My personal experience, while only anecdotal, explains why I feel so strongly about the issue of parental contact. It is very complex yet hugely important. In conclusion, I support both these amendments but would like to see them adjusted before Report.
My Lords, throughout the preparation for proceedings on this Bill, I have been extremely impressed, and greatly assisted, by the work of Women’s Aid, the Victims’ Commissioner for London, the Victims’ Commissioner and many others who have worked tirelessly, with the grain of this Bill, to improve the response of us all, and the courts, to the scourge that is domestic abuse. However, with this amendment and the amendment to it, which many of them support, I have a number of concerns.
The amendment, as we have heard, seeks to disapply the presumption in Section 1(2A) of the Children Act 1989. I turn for a moment to two provisions of that widely admired legislation. As is well known, Section 1 provides:
“When a court determines any question with respect to … the upbringing of a child … the child’s welfare shall be the court’s paramount consideration.”
That overriding requirement lies at the heart of the Act, and judges and lawyers have long regarded it as the central canon of our law relating to children. The presumption under Section 1(2A) requires courts hearing proceedings, which include making orders about where children are to live and orders for contact between a child and their parents, to presume that
“unless the contrary is shown, that involvement of that parent in the life of the child concerned will further the child's welfare.”
That presumption reflects a wealth of evidence not mentioned so far in this debate, but it is generally in a child’s interest to have a relationship with each of their parents. However, that presumption is rebuttable, hence the words
“unless the contrary is shown.”

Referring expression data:
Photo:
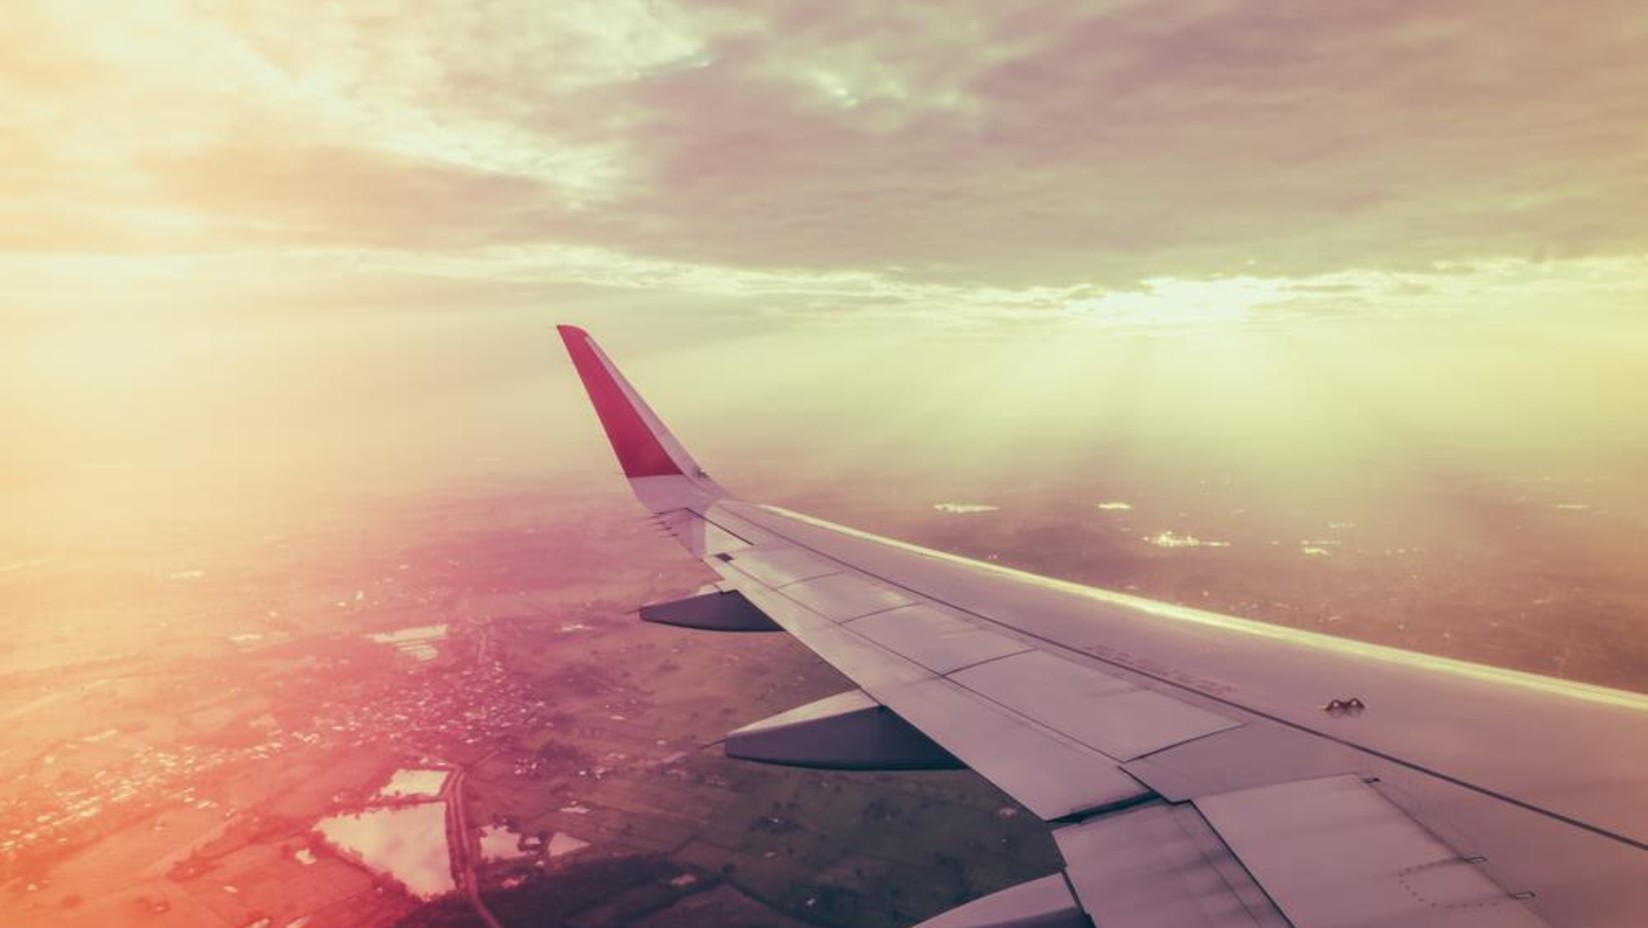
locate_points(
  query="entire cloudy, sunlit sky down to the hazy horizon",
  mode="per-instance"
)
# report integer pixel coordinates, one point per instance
(255, 246)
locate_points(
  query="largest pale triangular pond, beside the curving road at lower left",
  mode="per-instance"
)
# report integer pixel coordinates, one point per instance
(408, 843)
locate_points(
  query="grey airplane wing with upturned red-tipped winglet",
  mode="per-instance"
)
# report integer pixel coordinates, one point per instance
(1197, 771)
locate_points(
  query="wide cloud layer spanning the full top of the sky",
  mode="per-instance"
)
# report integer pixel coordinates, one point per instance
(960, 156)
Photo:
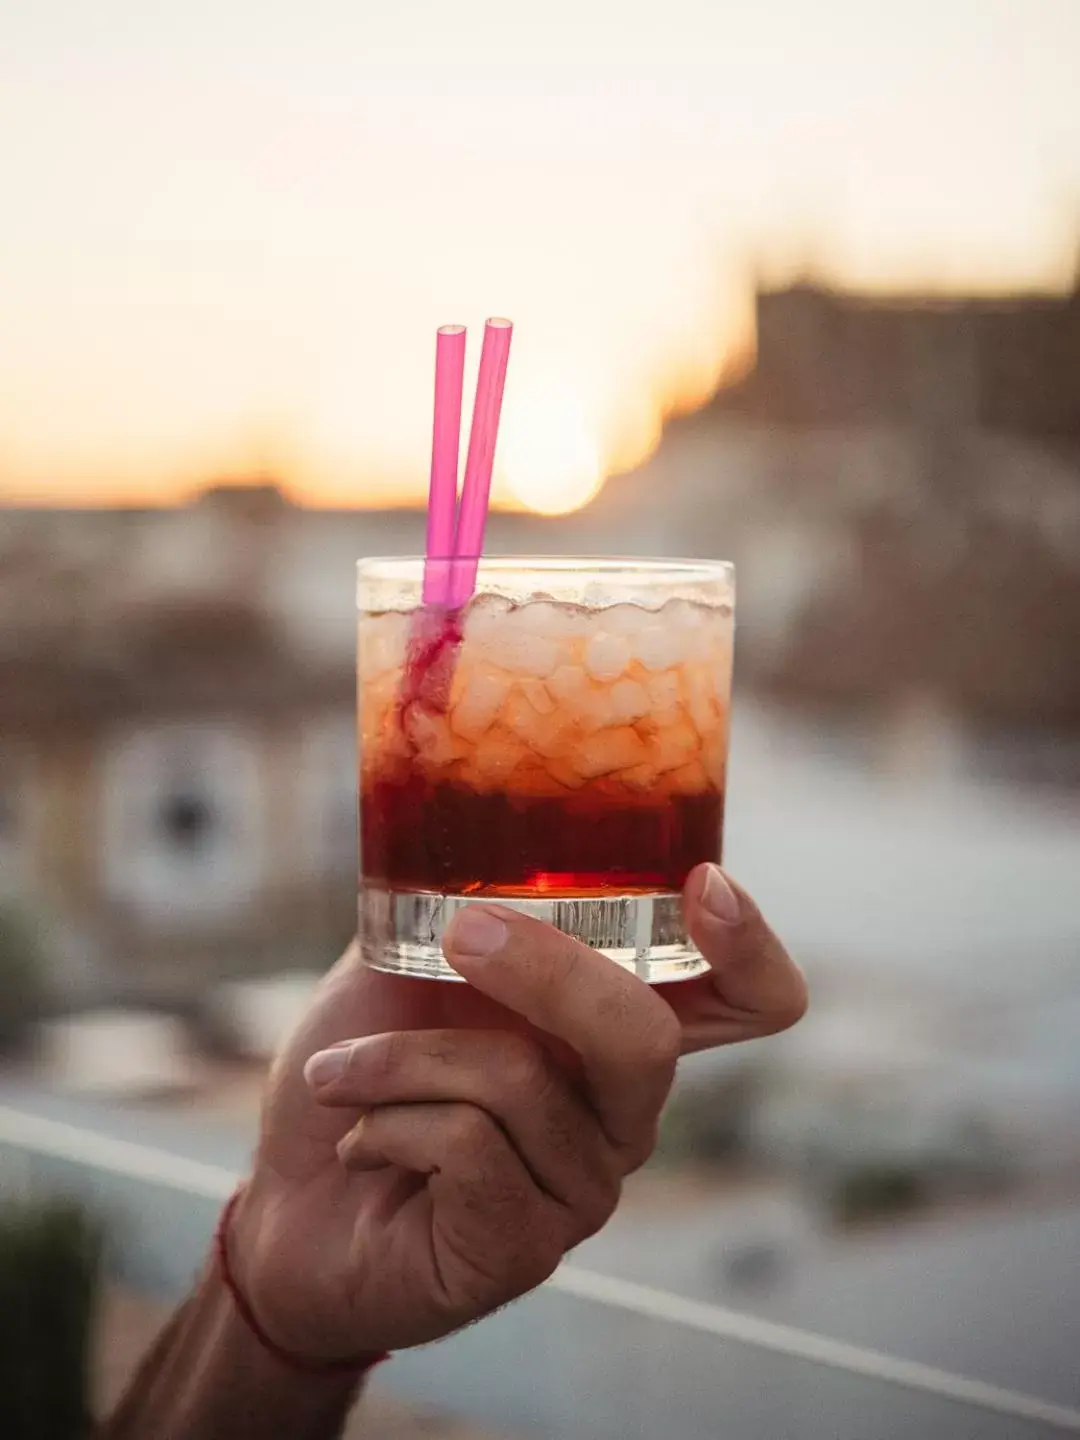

EXERCISE DESCRIPTION.
Print the part of the debate excerpt starting with "My personal experience, while" and going on through "number of concerns.". The lines have nothing to do with this.

ANSWER SPACE.
My personal experience, while only anecdotal, explains why I feel so strongly about the issue of parental contact. It is very complex yet hugely important. In conclusion, I support both these amendments but would like to see them adjusted before Report.
My Lords, throughout the preparation for proceedings on this Bill, I have been extremely impressed, and greatly assisted, by the work of Women’s Aid, the Victims’ Commissioner for London, the Victims’ Commissioner and many others who have worked tirelessly, with the grain of this Bill, to improve the response of us all, and the courts, to the scourge that is domestic abuse. However, with this amendment and the amendment to it, which many of them support, I have a number of concerns.